Meer dan negen op de tien West-Vlaamse zelfstandigen en kmo’s blaakten van gezondheid. Er waren voldoende reserves, zorgen over cashproblemen doken er niet op. Tenminste, dat was zo voor de coronacrisis een krater sloeg in het economische landschap.

Graydon, specialist in de analyse van bedrijfsgegevens en sinds de start van de coronacrisis betrokken bij de adviesgroepen aan de overheid, dook na één jaar lockdown in de cijfers van de zelfstandigen en kleine bedrijven. “Het voortbestaan van tienduizenden ondernemingen in ons land wordt bedreigd. Door de crisis zagen ze hun omzet verdwijnen, terwijl de vaste kosten wel doorlopen. Velen moesten dan ook hun reserves aanspreken”, legt Eric Van den Broele, geboren Bruggeling en directeur onderzoek en ontwikkeling bij Graydon uit.

Horeca en landbouw

Van de ruim 132.000 West-Vlaamse ondernemingen met maximaal 49 werknemers zit 28,3 procent op dit moment in uiterst zware financiële problemen. In absolute cijfers gaat het om 37.269 bedrijven, in allerlei sectoren, die op het randje van faillissement balanceren. “De overgrote meerderheid (32.755 kmo’s, red.) van hen was in maart 2020 wél nog financieel kerngezond”, aldus Eric Van den Broele nog. “Dat betekent dus dat, ondanks de verschillende steunmaatregelen van de overheden, de impact op de kmo’s ook in West-Vlaanderen enorm is.” Voor sectoren als horeca en ook de landbouw en visserij zijn de gevolgen opmerkelijk zwaarder dan het West-Vlaams gemiddelde.

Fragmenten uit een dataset
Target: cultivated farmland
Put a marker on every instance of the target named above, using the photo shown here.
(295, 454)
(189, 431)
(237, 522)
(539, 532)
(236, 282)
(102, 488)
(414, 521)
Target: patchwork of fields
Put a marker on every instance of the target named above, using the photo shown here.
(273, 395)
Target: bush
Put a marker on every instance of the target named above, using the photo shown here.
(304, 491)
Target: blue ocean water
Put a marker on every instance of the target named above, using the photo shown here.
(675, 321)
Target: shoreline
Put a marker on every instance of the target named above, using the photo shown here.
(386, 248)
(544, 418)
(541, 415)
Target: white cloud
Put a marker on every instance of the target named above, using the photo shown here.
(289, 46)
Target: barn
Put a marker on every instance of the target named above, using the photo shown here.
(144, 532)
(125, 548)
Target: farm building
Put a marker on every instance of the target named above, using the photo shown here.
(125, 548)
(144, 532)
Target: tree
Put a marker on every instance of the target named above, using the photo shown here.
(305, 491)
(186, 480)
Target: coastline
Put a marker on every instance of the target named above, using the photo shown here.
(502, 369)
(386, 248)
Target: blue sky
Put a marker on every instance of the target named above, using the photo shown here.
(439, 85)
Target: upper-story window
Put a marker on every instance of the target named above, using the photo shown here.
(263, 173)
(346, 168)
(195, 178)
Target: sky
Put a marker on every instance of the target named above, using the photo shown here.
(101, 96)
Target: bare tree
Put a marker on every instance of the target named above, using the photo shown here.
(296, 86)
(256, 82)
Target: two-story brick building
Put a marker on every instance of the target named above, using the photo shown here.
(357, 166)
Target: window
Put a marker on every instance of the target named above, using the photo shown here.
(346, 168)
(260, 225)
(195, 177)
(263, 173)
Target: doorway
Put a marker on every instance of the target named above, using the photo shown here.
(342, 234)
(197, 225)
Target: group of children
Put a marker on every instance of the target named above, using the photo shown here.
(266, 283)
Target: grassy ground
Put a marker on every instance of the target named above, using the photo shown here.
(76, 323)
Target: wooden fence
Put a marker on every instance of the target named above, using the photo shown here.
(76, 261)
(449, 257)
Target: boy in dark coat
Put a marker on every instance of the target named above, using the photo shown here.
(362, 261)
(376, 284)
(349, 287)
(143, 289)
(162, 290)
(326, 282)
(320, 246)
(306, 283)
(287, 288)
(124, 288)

**Opdracht**
Herhaal woordelijk het stuk uit het fragment over de West-Vlaamse kmo's tussen "Meer dan negen" en "bij Graydon uit.", beide inbegrepen.

**Oplossing**
Meer dan negen op de tien West-Vlaamse zelfstandigen en kmo’s blaakten van gezondheid. Er waren voldoende reserves, zorgen over cashproblemen doken er niet op. Tenminste, dat was zo voor de coronacrisis een krater sloeg in het economische landschap.

Graydon, specialist in de analyse van bedrijfsgegevens en sinds de start van de coronacrisis betrokken bij de adviesgroepen aan de overheid, dook na één jaar lockdown in de cijfers van de zelfstandigen en kleine bedrijven. “Het voortbestaan van tienduizenden ondernemingen in ons land wordt bedreigd. Door de crisis zagen ze hun omzet verdwijnen, terwijl de vaste kosten wel doorlopen. Velen moesten dan ook hun reserves aanspreken”, legt Eric Van den Broele, geboren Bruggeling en directeur onderzoek en ontwikkeling bij Graydon uit.